Exercise requirements -
Change every occurrence of "Guideline" in the listing below to "Instruction", keeping all other text unchanged. Leave the pictures out of your answer.

Pointing dataset records:

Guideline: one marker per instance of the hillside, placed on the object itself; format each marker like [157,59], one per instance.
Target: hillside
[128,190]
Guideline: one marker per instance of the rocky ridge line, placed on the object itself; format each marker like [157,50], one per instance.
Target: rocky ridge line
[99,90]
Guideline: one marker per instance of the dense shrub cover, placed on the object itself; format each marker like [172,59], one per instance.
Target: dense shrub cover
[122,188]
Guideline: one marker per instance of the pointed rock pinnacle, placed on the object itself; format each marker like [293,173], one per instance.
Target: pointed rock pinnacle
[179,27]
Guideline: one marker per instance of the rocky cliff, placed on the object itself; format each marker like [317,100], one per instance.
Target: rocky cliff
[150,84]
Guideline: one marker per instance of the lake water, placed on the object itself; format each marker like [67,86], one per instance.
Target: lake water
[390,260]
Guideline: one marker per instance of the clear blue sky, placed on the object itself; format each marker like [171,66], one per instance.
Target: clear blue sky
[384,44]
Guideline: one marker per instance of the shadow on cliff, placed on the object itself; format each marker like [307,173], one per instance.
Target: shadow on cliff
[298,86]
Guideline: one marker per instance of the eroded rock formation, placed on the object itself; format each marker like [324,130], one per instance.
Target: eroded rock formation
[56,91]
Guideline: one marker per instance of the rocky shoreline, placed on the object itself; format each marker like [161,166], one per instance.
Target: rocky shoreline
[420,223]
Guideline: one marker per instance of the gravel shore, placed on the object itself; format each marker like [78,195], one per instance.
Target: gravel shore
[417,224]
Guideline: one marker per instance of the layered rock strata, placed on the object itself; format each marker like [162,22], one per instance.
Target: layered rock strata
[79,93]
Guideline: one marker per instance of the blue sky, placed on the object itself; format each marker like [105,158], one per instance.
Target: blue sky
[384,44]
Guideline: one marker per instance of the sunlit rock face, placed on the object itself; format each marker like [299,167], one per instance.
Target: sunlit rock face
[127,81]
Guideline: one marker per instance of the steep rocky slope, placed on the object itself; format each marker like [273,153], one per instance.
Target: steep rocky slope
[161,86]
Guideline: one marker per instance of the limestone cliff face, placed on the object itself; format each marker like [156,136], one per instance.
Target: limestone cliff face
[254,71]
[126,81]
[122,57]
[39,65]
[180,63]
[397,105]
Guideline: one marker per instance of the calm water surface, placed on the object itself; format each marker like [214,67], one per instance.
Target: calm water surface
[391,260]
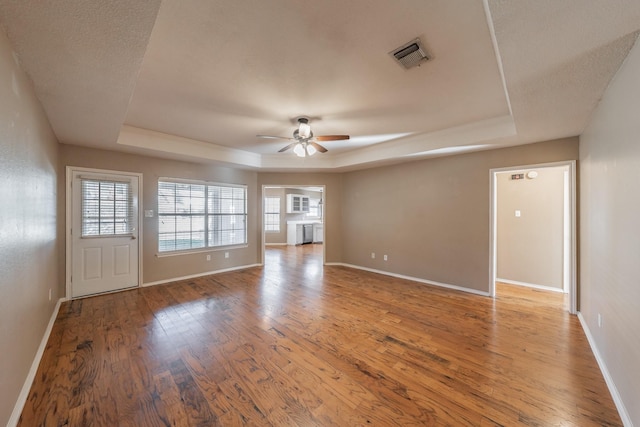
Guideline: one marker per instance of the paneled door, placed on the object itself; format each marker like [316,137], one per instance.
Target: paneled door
[104,232]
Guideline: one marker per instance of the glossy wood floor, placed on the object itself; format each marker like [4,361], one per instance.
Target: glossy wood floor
[298,344]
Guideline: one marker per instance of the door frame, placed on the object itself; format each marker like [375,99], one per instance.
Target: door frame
[493,227]
[301,186]
[70,170]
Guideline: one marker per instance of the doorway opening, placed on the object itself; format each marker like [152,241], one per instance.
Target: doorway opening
[293,217]
[533,229]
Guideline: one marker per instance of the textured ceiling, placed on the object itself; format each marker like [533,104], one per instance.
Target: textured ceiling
[198,79]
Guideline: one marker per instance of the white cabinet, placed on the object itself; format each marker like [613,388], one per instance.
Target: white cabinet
[297,203]
[318,233]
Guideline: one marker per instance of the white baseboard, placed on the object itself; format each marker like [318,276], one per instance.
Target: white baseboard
[531,285]
[193,276]
[413,279]
[28,382]
[622,411]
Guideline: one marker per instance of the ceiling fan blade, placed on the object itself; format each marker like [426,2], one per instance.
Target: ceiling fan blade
[287,147]
[332,137]
[318,147]
[274,137]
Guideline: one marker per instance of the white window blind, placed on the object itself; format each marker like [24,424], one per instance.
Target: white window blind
[203,215]
[107,207]
[272,214]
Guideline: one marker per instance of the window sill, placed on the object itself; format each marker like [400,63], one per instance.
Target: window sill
[199,251]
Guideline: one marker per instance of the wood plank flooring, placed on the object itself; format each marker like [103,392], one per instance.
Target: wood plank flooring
[299,344]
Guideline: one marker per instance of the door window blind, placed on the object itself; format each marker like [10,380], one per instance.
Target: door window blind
[107,207]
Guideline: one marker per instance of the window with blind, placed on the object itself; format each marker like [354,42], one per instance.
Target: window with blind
[107,208]
[272,214]
[202,215]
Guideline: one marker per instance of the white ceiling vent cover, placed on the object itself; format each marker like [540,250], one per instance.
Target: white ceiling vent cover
[410,55]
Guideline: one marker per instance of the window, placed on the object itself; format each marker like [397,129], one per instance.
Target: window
[107,207]
[314,208]
[193,216]
[272,214]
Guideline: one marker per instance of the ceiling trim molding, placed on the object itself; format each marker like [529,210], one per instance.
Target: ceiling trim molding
[467,137]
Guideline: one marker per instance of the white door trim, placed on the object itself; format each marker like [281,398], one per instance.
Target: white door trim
[68,224]
[571,164]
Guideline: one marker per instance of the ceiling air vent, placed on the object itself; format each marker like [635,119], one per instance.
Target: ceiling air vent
[410,54]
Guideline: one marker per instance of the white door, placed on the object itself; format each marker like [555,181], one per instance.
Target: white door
[104,232]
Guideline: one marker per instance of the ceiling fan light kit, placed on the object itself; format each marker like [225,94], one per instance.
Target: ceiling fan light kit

Task output -
Instruction: one marker per instance of the hillside, placed on the object itself; format each marker like [157,59], one per instance.
Target: hillside
[128,190]
Instruction: one marker per instance of the rocky ridge line, placed on the object itself; format each marker like [157,50], one per instance.
Target: rocky ridge line
[99,90]
Instruction: one marker per instance of the dense shrub cover, placed on the object itself; format each marker like [172,59], one per instance.
Target: dense shrub cover
[122,188]
Instruction: one marker per instance of the pointed rock pinnacle, placed on the object itself; format each marker like [293,173], one per instance.
Target: pointed rock pinnacle
[179,27]
Instruction: one marker per instance of the rocky cliff, placed on the object itself; format each marker like [317,100], one per instance.
Target: rocky cliff
[150,84]
Instruction: one marker per instance of the lake water, placed on the object itself; format each marker like [67,86], one per instance.
Target: lake water
[390,260]
Instruction: one marker per instance of the clear blue sky, placed on the object itself; format each marker like [171,66], one per instance.
Target: clear blue sky
[384,44]
Instruction: one marker per instance of the shadow on cliff, placed on the object itself; format each marker like [307,173], one per instance.
Target: shadow on cliff
[298,86]
Instruction: one marker per instance of the eroded rock formation, placed on the object itself; format each marker like [324,130], one per instance.
Target: eroded rock formation
[56,91]
Instruction: one marker per instance of the rocky shoreline, placed on the object itself; format each marker like [161,166], one per instance.
Target: rocky shoreline
[420,223]
Instruction: one marker per instance of the gravel shore, placed on the object itself; format each marker like [78,195], one per instance.
Target: gravel shore
[417,224]
Instruction: one marker per instance of the layered rock strata, placed on the object itself; format each marker like [162,22], one per instance.
Target: layered rock strata
[79,93]
Instruction: one marker per instance of the blue sky, placed on the object itself; format each marker like [105,158], one per instance.
Target: blue sky
[384,44]
Instruction: one marker per instance of the sunlit rock face, placed on the object itself; format each marker like [299,167], one per instance.
Target: sunlit rock face
[127,81]
Instruction: one marker per instance of the steep rocky slope, placed on the object itself; format each marker like [273,153], one per instance.
Target: steep rocky slope
[161,86]
Instruction: one marker per instance of the limestone cliff face, placed on the object itself; format each marker like [156,136], one per instance.
Target: limestone cliff face
[254,71]
[126,81]
[122,57]
[39,65]
[180,63]
[397,105]
Instruction: one marker per instance of the calm water surface, placed on the object itself; format each marker like [214,67], one per instance.
Target: calm water surface
[391,260]
Instruction: one marker per instance of the paneled door, placed on the object itself; format each marker like [316,137], one per instance.
Target: paneled door
[104,232]
Instruction: one marker per instance of the glossy wood floor, placed on the object itself; format each marker like [4,361], one per instance.
Target: glossy wood floor
[298,344]
Instruction: one marker per instance of the door frame, placed on the object itself; format each marker like [375,99], one per instance.
Target: door frame
[493,227]
[301,186]
[70,170]
Instruction: one marker per instance of the doorway opening, placed on the object itself; format each marker like [152,241], one per instance.
Target: doorway opening
[293,217]
[533,229]
Instruction: one marker per instance of the textured ceiling, placed on the object itself; format each marker like [533,104], one per instance.
Target: textured ceiling
[198,79]
Instruction: one marker per instance of the white cabinet, placed on the object itself; format each marker like [613,388], one per instance.
Target: white cabinet
[297,203]
[318,233]
Instruction: one marker per instance of the white baseboard, placed on the object itself; format each marker like [318,276], one per instance.
Target: white baseboard
[531,285]
[193,276]
[413,279]
[28,382]
[622,411]
Instruction: one marker per instance of the ceiling fan blade, placed on the object itself; format each marker like [426,2], one per instance.
Target: ceiling fan blade
[287,147]
[332,137]
[318,147]
[274,137]
Instruction: one marker per instance of the white window blind, placed on the object itself; format each marker like [24,424], one per instance.
Target: white window blind
[203,215]
[107,207]
[272,214]
Instruction: one marker per instance of the window sill, placed on the object itself; format each marker like [400,63], one per instance.
Target: window sill
[199,251]
Instruction: one marker per instance of the wood plank flooring, placed on the object itself; format each marker like [103,392], one per instance.
Target: wood plank flooring
[299,344]
Instruction: one marker per instance of the door window blind, placed on the object itself; format each marker like [10,380], one per instance.
Target: door window blind
[107,207]
Instruction: one marker per instance of the window with blind, placed on the object itself; format each marker like [354,42], one per instance.
Target: window with blind
[107,208]
[272,214]
[202,215]
Instruction: one marker per instance of the white ceiling vent cover, placed on the object itself; format each marker like [540,250], one per instance.
Target: white ceiling vent cover
[410,55]
Instruction: one marker per instance of the window, placed on the object itself; format each marker like [397,129], one per instance.
Target: window
[107,207]
[314,208]
[193,216]
[272,214]
Instruction: one marker per instance of the ceiling trim molding, placed on the object itself; format each marker like [529,210], one per instance.
Target: ceiling trim molding
[467,137]
Instruction: one marker per instance of the white door trim, placed on the object itself; format each marker like [281,398], one per instance.
Target: white door trim
[68,224]
[571,164]
Instruction: one marker per instance of the ceiling air vent, placed on the object itself; format each marker like [635,119], one per instance.
Target: ceiling air vent
[410,54]
Instruction: one marker per instance of the white door, placed on the object itself; format each marker like [555,181], one per instance.
Target: white door
[104,232]
Instruction: one marker per instance of the ceiling fan light kit, placed on the object itself; format each marker like [225,94], one per instance.
Target: ceiling fan light kit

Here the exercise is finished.